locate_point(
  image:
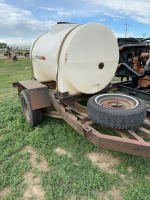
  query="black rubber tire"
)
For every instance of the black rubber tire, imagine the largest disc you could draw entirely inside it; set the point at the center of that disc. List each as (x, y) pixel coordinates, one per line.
(116, 118)
(33, 117)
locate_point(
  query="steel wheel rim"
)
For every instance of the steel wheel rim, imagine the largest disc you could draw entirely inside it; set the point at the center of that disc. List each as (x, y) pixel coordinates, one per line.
(115, 101)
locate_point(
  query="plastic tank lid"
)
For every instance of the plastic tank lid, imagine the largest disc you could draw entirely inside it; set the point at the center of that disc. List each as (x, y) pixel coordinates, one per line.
(61, 26)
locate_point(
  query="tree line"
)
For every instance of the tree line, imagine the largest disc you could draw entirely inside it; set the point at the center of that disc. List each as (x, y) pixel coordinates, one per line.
(3, 45)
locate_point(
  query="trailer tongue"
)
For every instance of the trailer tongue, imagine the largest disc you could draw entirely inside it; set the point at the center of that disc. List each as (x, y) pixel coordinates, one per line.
(71, 64)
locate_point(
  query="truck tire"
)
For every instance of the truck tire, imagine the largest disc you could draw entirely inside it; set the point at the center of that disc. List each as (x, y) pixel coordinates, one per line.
(116, 111)
(33, 117)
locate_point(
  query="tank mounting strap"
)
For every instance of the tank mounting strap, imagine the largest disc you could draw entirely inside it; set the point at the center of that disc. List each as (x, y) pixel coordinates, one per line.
(38, 93)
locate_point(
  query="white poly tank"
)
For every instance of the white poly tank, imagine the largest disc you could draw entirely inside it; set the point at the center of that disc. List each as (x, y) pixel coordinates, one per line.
(80, 58)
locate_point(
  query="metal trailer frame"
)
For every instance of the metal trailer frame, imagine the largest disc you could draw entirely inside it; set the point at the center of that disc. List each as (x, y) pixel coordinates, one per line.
(44, 96)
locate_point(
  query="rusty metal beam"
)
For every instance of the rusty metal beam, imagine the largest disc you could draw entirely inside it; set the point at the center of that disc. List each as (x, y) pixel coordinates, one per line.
(144, 132)
(77, 107)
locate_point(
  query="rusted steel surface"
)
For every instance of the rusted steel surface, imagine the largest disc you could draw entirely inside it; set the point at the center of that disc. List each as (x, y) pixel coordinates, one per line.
(143, 131)
(67, 98)
(38, 93)
(77, 107)
(54, 114)
(148, 113)
(136, 146)
(115, 84)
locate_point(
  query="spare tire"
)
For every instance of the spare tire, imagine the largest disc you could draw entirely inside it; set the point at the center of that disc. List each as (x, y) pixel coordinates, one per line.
(116, 111)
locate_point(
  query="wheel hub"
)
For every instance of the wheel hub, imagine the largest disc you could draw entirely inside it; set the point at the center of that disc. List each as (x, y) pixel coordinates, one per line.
(116, 103)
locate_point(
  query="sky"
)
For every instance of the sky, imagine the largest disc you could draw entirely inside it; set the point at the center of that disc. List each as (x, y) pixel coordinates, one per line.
(22, 21)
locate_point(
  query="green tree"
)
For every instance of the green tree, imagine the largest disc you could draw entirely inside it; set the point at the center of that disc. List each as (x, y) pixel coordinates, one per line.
(3, 45)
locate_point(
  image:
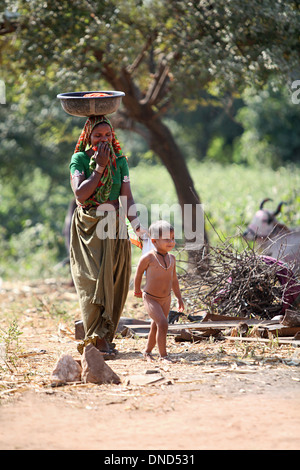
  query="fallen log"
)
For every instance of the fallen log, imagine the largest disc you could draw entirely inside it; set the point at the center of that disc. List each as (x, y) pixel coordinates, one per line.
(291, 318)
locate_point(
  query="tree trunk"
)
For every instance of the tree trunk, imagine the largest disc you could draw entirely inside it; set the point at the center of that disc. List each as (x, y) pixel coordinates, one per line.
(162, 142)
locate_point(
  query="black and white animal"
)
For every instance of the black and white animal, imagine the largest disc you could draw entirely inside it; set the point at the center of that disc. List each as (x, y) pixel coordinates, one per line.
(273, 238)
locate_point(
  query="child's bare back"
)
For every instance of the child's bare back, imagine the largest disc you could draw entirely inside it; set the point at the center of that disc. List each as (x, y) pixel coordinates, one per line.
(159, 274)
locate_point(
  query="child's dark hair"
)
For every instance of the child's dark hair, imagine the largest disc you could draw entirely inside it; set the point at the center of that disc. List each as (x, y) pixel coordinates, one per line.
(160, 229)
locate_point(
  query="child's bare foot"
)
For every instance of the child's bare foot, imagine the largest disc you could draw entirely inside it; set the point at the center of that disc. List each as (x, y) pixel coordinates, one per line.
(148, 356)
(167, 360)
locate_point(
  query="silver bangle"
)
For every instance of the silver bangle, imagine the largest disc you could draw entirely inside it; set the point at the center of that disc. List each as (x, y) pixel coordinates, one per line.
(100, 172)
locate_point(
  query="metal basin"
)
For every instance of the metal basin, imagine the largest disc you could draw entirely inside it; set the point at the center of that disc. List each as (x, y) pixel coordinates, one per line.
(77, 105)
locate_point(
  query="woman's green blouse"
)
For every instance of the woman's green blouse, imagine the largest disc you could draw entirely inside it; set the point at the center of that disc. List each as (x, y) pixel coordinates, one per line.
(80, 165)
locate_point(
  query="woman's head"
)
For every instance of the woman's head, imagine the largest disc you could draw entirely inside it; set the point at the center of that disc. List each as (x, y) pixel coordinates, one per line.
(102, 132)
(97, 128)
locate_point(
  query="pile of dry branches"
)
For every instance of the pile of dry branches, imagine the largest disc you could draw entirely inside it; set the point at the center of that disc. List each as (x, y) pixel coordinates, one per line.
(236, 284)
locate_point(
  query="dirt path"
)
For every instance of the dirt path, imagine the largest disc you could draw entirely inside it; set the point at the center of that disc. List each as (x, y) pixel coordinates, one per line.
(220, 395)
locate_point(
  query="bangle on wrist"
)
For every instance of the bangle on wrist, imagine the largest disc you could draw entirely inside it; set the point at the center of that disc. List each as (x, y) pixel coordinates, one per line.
(99, 170)
(135, 224)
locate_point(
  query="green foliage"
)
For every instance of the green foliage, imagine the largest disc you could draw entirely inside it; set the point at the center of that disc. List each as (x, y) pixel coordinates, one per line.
(271, 131)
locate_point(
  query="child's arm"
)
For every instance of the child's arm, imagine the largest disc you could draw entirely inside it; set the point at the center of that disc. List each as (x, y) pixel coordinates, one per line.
(176, 289)
(141, 268)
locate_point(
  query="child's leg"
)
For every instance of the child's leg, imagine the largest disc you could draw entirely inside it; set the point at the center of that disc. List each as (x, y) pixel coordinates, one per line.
(159, 326)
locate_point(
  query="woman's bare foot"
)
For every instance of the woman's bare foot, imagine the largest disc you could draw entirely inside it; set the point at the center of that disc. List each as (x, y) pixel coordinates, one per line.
(167, 360)
(148, 356)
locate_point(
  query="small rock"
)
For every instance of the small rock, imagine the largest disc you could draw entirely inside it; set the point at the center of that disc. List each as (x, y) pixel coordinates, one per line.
(66, 370)
(94, 368)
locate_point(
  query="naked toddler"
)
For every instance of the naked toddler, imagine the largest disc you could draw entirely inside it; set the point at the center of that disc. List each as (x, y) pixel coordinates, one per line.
(161, 279)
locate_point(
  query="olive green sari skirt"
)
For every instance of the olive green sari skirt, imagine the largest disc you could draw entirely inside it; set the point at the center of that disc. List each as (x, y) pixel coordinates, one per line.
(100, 258)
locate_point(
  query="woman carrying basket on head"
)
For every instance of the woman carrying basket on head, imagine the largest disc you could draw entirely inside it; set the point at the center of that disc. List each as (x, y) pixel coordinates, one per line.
(100, 251)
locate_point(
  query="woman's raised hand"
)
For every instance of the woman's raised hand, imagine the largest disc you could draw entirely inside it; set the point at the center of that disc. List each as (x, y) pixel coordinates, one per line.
(102, 154)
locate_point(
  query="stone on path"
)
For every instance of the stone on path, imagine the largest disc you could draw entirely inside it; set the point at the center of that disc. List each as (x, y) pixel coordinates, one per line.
(94, 368)
(66, 370)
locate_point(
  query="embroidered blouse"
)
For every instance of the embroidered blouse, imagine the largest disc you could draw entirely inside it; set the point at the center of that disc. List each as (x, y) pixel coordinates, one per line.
(80, 165)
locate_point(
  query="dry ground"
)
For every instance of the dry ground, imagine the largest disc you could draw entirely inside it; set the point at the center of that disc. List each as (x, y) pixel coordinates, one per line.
(219, 395)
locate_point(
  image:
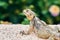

> Requirement:
Count the lines in the rows above that contain the string "basket", treating uppercase and lowercase letters as distinct. Reply with the number alone.

> Full output:
2